- _EXERCISE_:
Can you transcribe the rows below word for word, leaving out the pictures?

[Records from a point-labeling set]
—————

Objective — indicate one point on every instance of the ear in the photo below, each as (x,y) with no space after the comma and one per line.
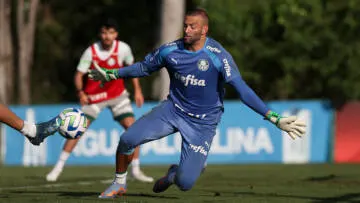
(205,29)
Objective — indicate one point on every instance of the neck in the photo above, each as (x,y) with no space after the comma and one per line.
(196,46)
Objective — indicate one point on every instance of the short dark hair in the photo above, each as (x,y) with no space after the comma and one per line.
(198,11)
(109,23)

—————

- _RIGHT ANSWER_:
Objective — indicate one point on every instance of the ear in the photo below, each as (x,y) with no space after the comma and one per line.
(205,29)
Objective — indicate one point on every instance of the neck in the photo above, each as (x,y) with no space after the comma and one per line.
(196,46)
Objective — indicate one point on every instance of the short dark hair in the photo above, each as (x,y) with no space after the comma and one per line.
(198,11)
(109,23)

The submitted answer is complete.